**RECORDS FOR PROCESSING**
[Start]
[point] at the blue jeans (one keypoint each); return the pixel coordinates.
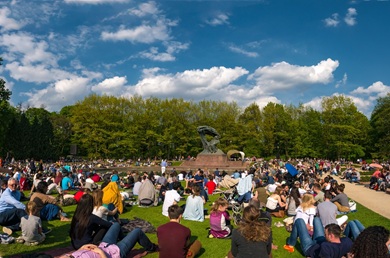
(127, 243)
(49, 212)
(353, 229)
(300, 230)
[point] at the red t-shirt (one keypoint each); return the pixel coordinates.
(172, 240)
(210, 186)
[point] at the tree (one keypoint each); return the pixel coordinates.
(380, 132)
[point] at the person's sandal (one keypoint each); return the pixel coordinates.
(289, 248)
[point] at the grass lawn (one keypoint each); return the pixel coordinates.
(215, 248)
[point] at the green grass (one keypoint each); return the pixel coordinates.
(216, 248)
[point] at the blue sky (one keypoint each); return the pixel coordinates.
(289, 52)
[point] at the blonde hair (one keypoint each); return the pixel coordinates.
(220, 202)
(251, 228)
(97, 197)
(307, 201)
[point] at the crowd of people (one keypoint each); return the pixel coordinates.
(312, 201)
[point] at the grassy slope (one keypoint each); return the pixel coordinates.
(211, 247)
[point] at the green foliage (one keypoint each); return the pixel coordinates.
(59, 237)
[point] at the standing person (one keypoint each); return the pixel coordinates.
(11, 209)
(341, 199)
(252, 238)
(163, 166)
(171, 197)
(327, 212)
(194, 206)
(87, 228)
(374, 241)
(174, 240)
(220, 226)
(31, 227)
(307, 211)
(46, 205)
(326, 243)
(293, 201)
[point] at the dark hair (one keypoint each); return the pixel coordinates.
(174, 211)
(371, 242)
(251, 228)
(81, 217)
(294, 194)
(42, 187)
(176, 185)
(333, 229)
(328, 195)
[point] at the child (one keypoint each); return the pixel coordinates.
(100, 210)
(31, 227)
(219, 220)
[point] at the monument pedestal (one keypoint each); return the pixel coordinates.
(213, 160)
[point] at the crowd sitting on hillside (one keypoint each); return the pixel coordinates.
(311, 201)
[End]
**EXERCISE**
Reproduce everything from the line containing "[point] at the crowd sitting" down to the end of the entries, request line included, multiplying each pixel coordinate in the answers by 1.8 and rounding it to a whole number, with halves rounded up. Keep the request wording unchanged and give only these lines.

**EXPECTED ANSWER**
[point] at the crowd sitting on hillside (one keypoint each); return the pixel coordinates.
(560, 362)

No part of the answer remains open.